*Source information*
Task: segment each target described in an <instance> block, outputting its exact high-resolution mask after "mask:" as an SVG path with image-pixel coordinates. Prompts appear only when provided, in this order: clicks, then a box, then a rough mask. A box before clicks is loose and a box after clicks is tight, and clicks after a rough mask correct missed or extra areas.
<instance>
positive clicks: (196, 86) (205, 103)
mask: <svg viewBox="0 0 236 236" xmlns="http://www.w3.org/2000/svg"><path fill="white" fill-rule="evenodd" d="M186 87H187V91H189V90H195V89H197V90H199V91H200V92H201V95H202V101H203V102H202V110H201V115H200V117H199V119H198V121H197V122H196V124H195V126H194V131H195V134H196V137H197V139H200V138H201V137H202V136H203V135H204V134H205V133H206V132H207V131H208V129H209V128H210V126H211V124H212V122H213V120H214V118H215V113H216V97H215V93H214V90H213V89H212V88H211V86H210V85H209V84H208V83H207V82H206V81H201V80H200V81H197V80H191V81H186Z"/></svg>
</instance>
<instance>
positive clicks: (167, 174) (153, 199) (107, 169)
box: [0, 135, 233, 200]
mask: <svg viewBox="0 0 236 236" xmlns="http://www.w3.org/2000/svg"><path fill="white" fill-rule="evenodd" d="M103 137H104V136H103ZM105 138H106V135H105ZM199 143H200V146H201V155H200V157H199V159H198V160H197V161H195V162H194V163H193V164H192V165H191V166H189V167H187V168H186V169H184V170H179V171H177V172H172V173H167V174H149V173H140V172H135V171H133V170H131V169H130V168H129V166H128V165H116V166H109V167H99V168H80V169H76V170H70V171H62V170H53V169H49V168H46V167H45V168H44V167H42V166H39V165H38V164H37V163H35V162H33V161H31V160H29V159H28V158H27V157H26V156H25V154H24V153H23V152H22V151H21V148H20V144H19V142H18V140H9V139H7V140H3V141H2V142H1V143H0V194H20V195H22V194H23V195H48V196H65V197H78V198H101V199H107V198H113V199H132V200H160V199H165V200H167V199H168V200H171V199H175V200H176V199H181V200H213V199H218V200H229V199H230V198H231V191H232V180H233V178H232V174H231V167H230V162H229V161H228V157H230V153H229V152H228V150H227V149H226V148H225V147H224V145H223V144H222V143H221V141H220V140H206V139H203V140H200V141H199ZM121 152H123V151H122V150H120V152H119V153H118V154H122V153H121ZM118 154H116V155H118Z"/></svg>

*Directions for this task*
Each record should be transcribed exactly as it was written.

*Response to this exercise*
Task: segment each target described in an <instance> block, outputting its exact high-resolution mask after "mask:" as an SVG path with image-pixel coordinates. Prompts appear only when provided, in this order: clicks, then a box, then a rough mask. A box before clicks is loose and a box after clicks is tight, and clicks after a rough mask correct missed or extra areas.
<instance>
positive clicks: (196, 86) (205, 103)
mask: <svg viewBox="0 0 236 236" xmlns="http://www.w3.org/2000/svg"><path fill="white" fill-rule="evenodd" d="M186 87H187V91H189V90H195V89H197V90H199V91H200V92H201V95H202V101H203V102H202V110H201V115H200V117H199V119H198V121H197V122H196V124H195V126H194V131H195V134H196V137H197V139H200V138H201V137H202V136H203V135H204V134H205V133H206V132H207V131H208V129H209V128H210V126H211V124H212V122H213V120H214V118H215V113H216V97H215V93H214V90H213V89H212V88H211V86H210V85H209V84H208V83H207V82H206V81H201V80H200V81H197V80H191V81H186Z"/></svg>
</instance>
<instance>
positive clicks: (167, 174) (153, 199) (107, 169)
box: [0, 135, 233, 200]
mask: <svg viewBox="0 0 236 236" xmlns="http://www.w3.org/2000/svg"><path fill="white" fill-rule="evenodd" d="M103 137H104V136H103ZM105 138H106V135H105ZM199 143H200V146H201V155H200V157H199V159H198V160H197V161H195V162H194V163H193V164H192V165H191V166H189V167H187V168H186V169H184V170H179V171H177V172H172V173H167V174H149V173H140V172H135V171H133V170H131V169H130V168H129V166H128V165H116V166H109V167H99V168H80V169H76V170H70V171H62V170H53V169H49V168H46V167H45V168H44V167H42V166H39V165H38V164H37V163H35V162H33V161H31V160H29V159H28V158H27V157H26V156H25V154H24V153H23V152H22V151H21V148H20V144H19V142H18V140H9V139H7V140H3V141H2V142H1V143H0V194H20V195H22V194H23V195H48V196H65V197H78V198H101V199H107V198H113V199H132V200H160V199H165V200H167V199H168V200H171V199H175V200H176V199H181V200H213V199H218V200H229V199H230V198H231V191H232V180H233V178H232V174H231V167H230V162H229V161H228V157H230V153H229V152H228V150H227V149H226V148H225V147H224V145H223V144H222V143H221V141H220V140H206V139H203V140H200V141H199ZM121 152H123V151H122V150H120V152H119V153H118V154H122V153H121ZM118 154H116V155H118Z"/></svg>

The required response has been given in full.